----- Records to process

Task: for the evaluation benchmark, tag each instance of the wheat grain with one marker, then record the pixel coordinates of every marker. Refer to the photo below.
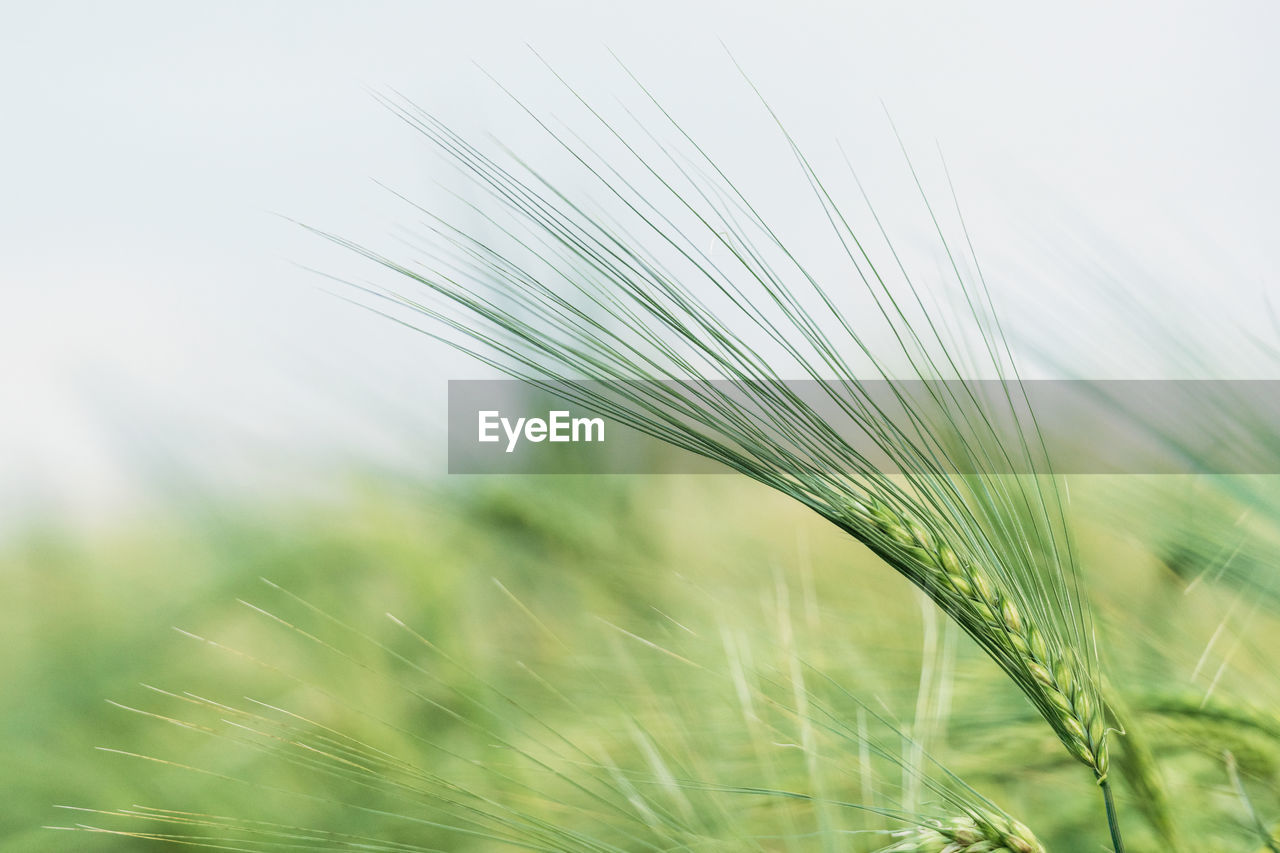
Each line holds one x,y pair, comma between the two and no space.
1054,679
976,833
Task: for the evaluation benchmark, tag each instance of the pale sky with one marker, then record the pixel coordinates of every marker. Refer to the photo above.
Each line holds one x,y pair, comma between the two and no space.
156,309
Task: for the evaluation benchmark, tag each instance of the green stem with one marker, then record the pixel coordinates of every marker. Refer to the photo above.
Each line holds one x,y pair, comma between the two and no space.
1112,821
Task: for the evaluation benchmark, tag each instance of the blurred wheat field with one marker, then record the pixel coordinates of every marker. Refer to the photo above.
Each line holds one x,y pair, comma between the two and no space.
593,649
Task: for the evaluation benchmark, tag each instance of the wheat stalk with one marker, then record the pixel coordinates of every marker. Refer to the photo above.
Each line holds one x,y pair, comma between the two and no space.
992,553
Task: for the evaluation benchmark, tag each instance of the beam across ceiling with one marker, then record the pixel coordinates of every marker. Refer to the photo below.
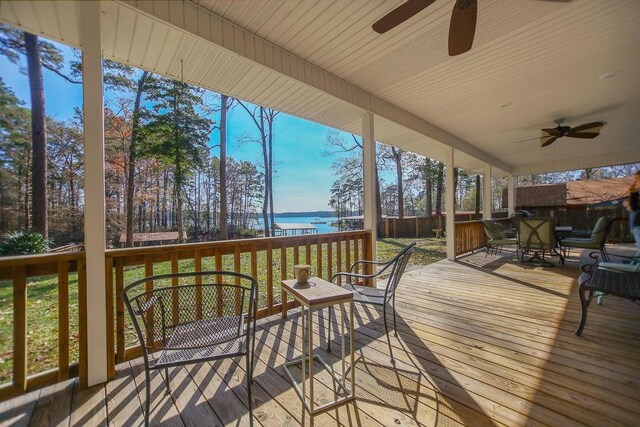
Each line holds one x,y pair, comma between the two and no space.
202,23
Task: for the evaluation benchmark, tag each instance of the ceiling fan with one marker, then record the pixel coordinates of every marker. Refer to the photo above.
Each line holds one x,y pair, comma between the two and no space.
585,131
461,30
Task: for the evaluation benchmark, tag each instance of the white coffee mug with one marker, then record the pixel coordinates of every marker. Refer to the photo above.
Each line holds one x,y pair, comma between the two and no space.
302,273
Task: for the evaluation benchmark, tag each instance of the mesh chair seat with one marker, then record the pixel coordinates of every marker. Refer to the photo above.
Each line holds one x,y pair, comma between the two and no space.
202,339
384,297
186,318
366,295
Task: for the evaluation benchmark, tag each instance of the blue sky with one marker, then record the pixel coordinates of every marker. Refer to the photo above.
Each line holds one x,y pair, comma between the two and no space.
303,176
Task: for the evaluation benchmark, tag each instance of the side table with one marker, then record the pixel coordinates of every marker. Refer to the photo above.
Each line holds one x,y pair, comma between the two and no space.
314,295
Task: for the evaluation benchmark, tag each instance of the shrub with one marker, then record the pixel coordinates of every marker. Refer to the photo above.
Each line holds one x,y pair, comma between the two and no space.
24,242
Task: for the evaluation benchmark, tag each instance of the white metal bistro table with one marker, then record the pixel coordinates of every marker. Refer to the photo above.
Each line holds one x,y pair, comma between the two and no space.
314,295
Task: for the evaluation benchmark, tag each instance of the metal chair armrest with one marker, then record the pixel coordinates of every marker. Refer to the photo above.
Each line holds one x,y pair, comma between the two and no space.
365,261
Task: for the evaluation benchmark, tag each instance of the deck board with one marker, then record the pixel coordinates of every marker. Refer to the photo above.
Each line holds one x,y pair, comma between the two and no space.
482,341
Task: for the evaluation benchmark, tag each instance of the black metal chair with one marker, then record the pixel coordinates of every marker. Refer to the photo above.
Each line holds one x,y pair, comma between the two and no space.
385,297
537,235
187,318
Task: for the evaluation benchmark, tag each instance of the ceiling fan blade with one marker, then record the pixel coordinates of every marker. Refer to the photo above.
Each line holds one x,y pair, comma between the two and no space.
593,127
545,141
525,140
400,14
463,26
583,135
551,132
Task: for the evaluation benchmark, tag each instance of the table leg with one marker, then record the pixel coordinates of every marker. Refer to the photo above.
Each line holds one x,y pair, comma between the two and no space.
310,326
303,378
351,349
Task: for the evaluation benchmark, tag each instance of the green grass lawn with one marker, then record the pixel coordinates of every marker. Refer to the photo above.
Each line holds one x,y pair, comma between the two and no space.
42,299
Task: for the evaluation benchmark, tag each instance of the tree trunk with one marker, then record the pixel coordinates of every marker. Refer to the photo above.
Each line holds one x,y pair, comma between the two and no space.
397,154
439,186
223,167
271,117
478,189
38,136
265,157
131,172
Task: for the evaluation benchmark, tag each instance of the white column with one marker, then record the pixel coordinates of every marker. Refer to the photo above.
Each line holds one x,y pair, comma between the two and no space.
511,194
450,203
486,196
94,204
369,176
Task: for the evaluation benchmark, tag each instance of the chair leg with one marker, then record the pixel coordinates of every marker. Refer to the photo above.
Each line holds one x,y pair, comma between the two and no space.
393,308
584,304
148,395
249,374
329,331
166,380
386,329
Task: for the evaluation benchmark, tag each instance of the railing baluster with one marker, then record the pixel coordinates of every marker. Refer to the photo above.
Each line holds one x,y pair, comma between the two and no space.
319,259
20,329
236,268
347,249
339,259
120,344
254,267
148,271
356,243
283,276
269,278
175,298
218,261
111,356
197,266
83,332
329,260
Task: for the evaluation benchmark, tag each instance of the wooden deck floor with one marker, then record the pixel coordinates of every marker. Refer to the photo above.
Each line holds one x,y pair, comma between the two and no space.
481,342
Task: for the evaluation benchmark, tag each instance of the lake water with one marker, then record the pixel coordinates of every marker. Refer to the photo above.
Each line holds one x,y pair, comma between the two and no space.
322,228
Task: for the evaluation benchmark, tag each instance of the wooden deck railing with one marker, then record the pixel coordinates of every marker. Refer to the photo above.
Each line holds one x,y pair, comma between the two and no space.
470,236
268,259
19,270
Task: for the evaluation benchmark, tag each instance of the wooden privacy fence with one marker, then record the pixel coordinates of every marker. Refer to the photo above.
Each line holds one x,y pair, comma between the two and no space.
268,259
423,226
19,270
470,235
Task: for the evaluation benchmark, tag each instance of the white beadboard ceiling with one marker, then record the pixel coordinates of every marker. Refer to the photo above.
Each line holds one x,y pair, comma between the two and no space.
532,62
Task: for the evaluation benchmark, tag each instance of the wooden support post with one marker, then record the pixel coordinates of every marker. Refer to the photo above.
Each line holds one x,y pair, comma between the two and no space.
511,194
20,329
487,205
450,203
369,175
94,212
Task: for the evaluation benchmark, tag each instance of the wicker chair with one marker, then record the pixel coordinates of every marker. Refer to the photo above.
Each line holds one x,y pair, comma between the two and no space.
498,236
384,297
597,239
188,318
537,235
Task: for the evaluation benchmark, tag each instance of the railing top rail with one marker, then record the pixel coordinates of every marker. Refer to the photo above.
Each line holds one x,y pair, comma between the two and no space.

----------

Everything from the line containing "of the wicker" to the end of the data above should be quoted exactly, please, both ends included, and nothing outside that span.

§ Output for this exercise:
Task: for the evaluation benchmark, tag each instance of the wicker chair with one marker, then record the pixel coordinates of every marker. Refer to the photo above.
Each line holds one x,y pair, comma between the two and no space.
498,236
384,297
597,239
188,318
537,235
Task: for the evaluation benchmark, tag each instance of the railing top rail with one marker, then record the pixel coordinates of every marker. Refer to the photo above.
Each line holds one x,y pair, comma between the two and no space.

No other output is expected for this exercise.